REQUEST:
In the copy, include every entry exactly but none of the images.

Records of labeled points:
-=-=-=-=-
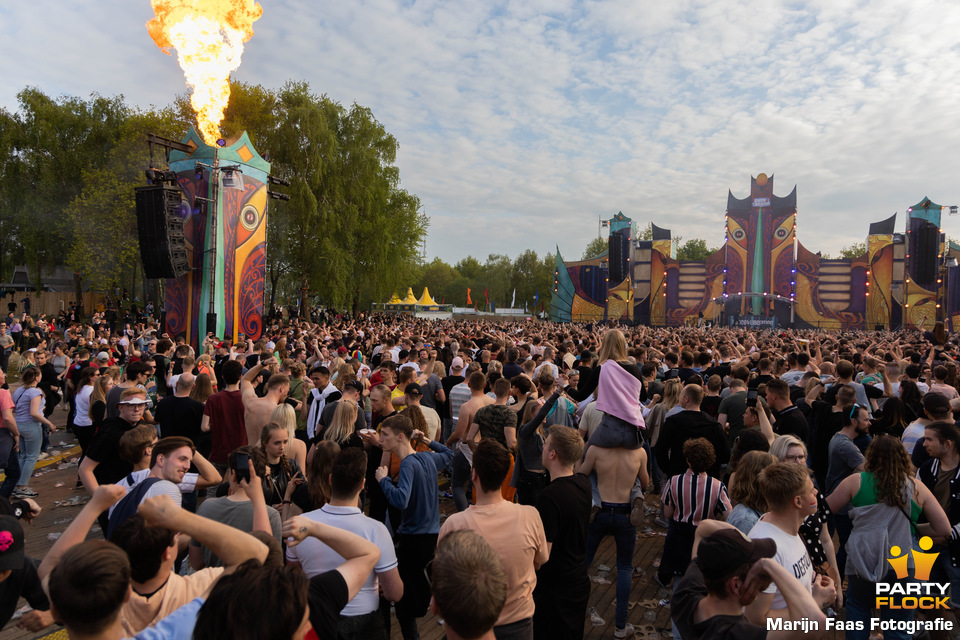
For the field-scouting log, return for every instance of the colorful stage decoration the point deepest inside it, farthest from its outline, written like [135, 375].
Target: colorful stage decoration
[227, 251]
[764, 277]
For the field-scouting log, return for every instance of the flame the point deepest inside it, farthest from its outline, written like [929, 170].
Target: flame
[208, 36]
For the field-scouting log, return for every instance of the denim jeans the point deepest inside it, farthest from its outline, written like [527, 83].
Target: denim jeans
[460, 476]
[860, 598]
[31, 437]
[605, 523]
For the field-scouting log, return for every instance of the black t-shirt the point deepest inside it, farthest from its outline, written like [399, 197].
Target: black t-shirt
[328, 595]
[564, 507]
[683, 607]
[103, 450]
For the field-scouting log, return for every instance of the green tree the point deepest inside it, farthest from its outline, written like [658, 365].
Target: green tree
[594, 248]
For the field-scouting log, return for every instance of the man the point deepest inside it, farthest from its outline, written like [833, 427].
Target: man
[515, 531]
[415, 494]
[240, 508]
[460, 470]
[732, 409]
[617, 472]
[564, 505]
[413, 395]
[789, 419]
[102, 463]
[791, 497]
[136, 375]
[361, 617]
[256, 410]
[466, 563]
[727, 571]
[223, 417]
[181, 415]
[321, 393]
[685, 425]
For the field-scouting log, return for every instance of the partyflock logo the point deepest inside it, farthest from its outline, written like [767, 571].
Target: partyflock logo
[919, 593]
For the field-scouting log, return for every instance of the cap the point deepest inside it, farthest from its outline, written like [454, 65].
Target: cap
[936, 402]
[722, 553]
[11, 544]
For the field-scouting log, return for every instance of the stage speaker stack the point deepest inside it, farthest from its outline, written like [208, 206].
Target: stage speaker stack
[160, 215]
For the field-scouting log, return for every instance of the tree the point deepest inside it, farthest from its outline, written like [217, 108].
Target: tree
[594, 248]
[853, 251]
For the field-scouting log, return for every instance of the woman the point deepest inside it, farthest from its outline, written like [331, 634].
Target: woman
[286, 417]
[886, 501]
[82, 422]
[280, 469]
[28, 411]
[816, 537]
[98, 401]
[745, 490]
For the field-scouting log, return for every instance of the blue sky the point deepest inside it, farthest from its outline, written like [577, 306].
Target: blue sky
[520, 122]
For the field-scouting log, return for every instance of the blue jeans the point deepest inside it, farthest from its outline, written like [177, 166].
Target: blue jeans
[605, 523]
[31, 437]
[860, 598]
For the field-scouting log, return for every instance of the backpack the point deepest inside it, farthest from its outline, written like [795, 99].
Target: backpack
[129, 503]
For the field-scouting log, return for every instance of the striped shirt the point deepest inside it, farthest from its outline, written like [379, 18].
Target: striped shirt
[695, 497]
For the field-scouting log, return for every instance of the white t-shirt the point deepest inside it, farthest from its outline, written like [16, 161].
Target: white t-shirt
[791, 555]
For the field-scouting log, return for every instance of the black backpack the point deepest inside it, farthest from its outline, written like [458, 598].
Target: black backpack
[129, 503]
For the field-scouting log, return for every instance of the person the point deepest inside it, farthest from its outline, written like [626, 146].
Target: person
[845, 459]
[688, 499]
[281, 472]
[886, 501]
[617, 471]
[415, 494]
[361, 618]
[256, 410]
[745, 494]
[515, 531]
[28, 405]
[560, 596]
[941, 475]
[681, 427]
[727, 572]
[243, 508]
[466, 563]
[791, 497]
[223, 417]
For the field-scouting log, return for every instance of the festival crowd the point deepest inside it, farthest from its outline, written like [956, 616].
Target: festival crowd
[290, 487]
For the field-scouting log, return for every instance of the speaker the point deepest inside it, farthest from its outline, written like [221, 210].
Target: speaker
[160, 216]
[926, 256]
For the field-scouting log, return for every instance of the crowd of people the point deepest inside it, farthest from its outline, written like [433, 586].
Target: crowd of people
[290, 486]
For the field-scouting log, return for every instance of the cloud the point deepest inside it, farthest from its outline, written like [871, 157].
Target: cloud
[520, 123]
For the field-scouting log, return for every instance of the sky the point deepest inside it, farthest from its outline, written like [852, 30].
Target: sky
[520, 124]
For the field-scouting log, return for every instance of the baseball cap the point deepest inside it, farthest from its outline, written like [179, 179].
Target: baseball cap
-=-=-=-=-
SOLUTION TO THE EXERCISE:
For the field-scouting log, return for every instance of the colorful stage decoration the point deepest inside it, farthest from its outline, written like [135, 375].
Target: colorful stage decoration
[227, 251]
[764, 277]
For the field-scouting log, return for every instance of the flame the point deepest inside it, farthest from its outline, written like [929, 170].
Target: flame
[208, 36]
For the field-scouting log, return for every instance of the denim jeans the point deepest inside it, farthest from its outline, written like [527, 83].
Target: denim jeans
[460, 476]
[860, 598]
[31, 437]
[605, 523]
For the field-scouting log, return for every instance of the black t-shirt the point deepest inside it, farthest from its outline, written like [399, 197].
Target: black t-shirt
[328, 595]
[564, 507]
[683, 607]
[103, 450]
For the field-scouting log, return for every instance of the green tree the point deepest inside it, farthest from its outline, written like [658, 365].
Target: green tree
[594, 248]
For the field-scouting log, return for every instance of the man the point deepest inside it, farthest from its outline, written like [833, 427].
Target: man
[515, 531]
[415, 494]
[240, 508]
[460, 470]
[732, 409]
[617, 472]
[564, 505]
[413, 395]
[789, 419]
[102, 463]
[791, 497]
[136, 375]
[361, 617]
[256, 410]
[466, 563]
[727, 571]
[223, 417]
[181, 415]
[321, 393]
[685, 425]
For the field-scouting log, return for every instance of the partyflock logo the point deepest inside it, farthest from its outline, written like [767, 571].
Target: partyflock logo
[919, 593]
For the field-scouting log, return for every instance of the cap the point deepest inside it, farthest from its outline, written like [454, 65].
Target: cap
[936, 402]
[722, 553]
[11, 544]
For the field-scouting log, return for every instance of the stage speaker stack the point deepest inside it, farthest from its outline, written like [208, 206].
Target: stage speaker stack
[160, 215]
For the field-scouting log, return for every instance of the tree the point deepest inside it, farthest from its outline, written like [217, 108].
Target: tree
[594, 248]
[853, 251]
For the field-scouting log, return for every instance of the woman the point deepest inside it, farthest from its outline, written like [331, 634].
Target: woman
[286, 417]
[886, 501]
[82, 422]
[280, 469]
[28, 411]
[816, 537]
[98, 401]
[745, 490]
For the field-scouting log, return for every instance of the blue sky the point deepest inside it, farthest from its outline, written like [577, 306].
Target: blue sky
[520, 122]
For the field-scouting log, return for every instance of the blue jeans the point deepest inside it, farthest from its outline, written like [177, 166].
Target: blue jeans
[605, 523]
[31, 437]
[860, 598]
For the field-scouting log, return for every instance of the backpack the point deepest inside it, farthest from its outline, written like [795, 99].
Target: backpack
[129, 503]
For the field-scouting log, return for every instance of the striped shirt the point deepest inside it, farthest from its outline, written like [379, 18].
Target: striped shirt
[695, 497]
For the field-scouting log, return for every instance of the white t-shirt the point deepest inside it, farthest from its outline, written like [16, 161].
Target: white t-shirt
[791, 555]
For the field-scouting log, return for every instance of the black backpack the point deepest inside it, farthest from its outline, written like [458, 598].
Target: black backpack
[129, 503]
For the field-scouting log, return for every instance of the person the point deepest inside it, farthest from its outline, written like [626, 146].
Target: person
[845, 459]
[688, 499]
[281, 472]
[886, 501]
[617, 471]
[415, 494]
[361, 618]
[256, 410]
[745, 494]
[515, 531]
[28, 405]
[560, 596]
[941, 475]
[681, 427]
[727, 572]
[243, 508]
[466, 563]
[791, 497]
[223, 417]
For the field-scouting log, return for every instance of the festival crowd the point deepest inside it, farthest from its outline, written like [956, 616].
Target: festival crowd
[290, 487]
For the field-scouting log, return for every instance of the speaker the point deepest inside it, farthest from its outline, written like [221, 210].
Target: speaker
[160, 216]
[926, 256]
For the field-scouting log, return for every instance of the crowd of people the point deepest inside it, farthest from its outline, written like [433, 586].
Target: crowd of people
[290, 486]
For the field-scouting log, return for every instance of the cloud the point deepest inside it, farthest from its outline, written like [871, 157].
Target: cloud
[520, 123]
For the field-scouting log, return for every instance of the sky the point deepest inside it, farthest from its outline, written like [852, 30].
Target: sky
[520, 124]
For the field-scouting log, return for every instance of the baseball cap the point deepest inside it, farthest from its outline, written like [179, 179].
Target: baseball cap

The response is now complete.